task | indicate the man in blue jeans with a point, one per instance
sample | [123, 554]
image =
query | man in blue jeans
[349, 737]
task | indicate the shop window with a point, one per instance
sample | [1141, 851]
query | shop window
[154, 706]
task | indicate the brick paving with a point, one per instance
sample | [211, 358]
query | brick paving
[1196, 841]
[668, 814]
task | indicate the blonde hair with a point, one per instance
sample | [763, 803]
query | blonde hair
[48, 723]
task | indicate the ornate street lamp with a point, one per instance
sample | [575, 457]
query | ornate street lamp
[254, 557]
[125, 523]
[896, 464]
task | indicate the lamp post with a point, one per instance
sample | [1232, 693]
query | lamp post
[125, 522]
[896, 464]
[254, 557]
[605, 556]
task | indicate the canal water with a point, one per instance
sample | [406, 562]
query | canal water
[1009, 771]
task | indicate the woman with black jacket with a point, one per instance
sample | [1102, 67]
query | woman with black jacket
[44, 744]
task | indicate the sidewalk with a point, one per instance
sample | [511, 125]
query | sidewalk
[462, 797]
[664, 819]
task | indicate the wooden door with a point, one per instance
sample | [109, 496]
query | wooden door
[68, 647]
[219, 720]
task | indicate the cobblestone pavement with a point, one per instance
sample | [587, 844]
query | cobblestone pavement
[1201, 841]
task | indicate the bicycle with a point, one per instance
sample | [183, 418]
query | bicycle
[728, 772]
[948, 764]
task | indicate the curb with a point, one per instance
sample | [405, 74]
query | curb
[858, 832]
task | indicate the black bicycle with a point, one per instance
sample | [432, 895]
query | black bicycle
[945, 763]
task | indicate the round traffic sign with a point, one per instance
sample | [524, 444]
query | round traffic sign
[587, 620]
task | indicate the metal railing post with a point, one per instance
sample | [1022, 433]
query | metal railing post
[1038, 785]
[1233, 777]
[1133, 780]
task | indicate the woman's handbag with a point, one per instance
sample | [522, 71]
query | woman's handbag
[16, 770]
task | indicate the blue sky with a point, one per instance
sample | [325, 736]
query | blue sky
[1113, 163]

**THE EXERCISE**
Lines from the one containing "task | indicate the cobblestone" through the final line are to be given again verbatim, with nothing before or after.

**TASK RESPONSE**
task | indicate the cobblestone pavement with a point, one per instance
sample | [587, 844]
query | cobblestone pavement
[1201, 841]
task | indicate the bicycle with a point, one per instance
sample | [183, 418]
query | bicycle
[728, 772]
[948, 764]
task | indicate the curb with a point, one per instance
sample | [405, 74]
query | curb
[858, 832]
task | indicate the black bicycle with a point, one per instance
sample | [432, 895]
query | black bicycle
[945, 763]
task | indicate the round traffic sign with a point, one per instance
sample | [524, 444]
query | round traffic sign
[587, 620]
task | indicate the metal railing post with a point, one per instance
sample | [1022, 433]
query | metal railing post
[1038, 785]
[1233, 777]
[1133, 780]
task | indicate the woman's handbag with a point, one per instance
sample | [522, 71]
query | woman's handbag
[16, 770]
task | indicate the blue sky with a point, one per instance
sample | [325, 736]
query | blue sky
[1113, 163]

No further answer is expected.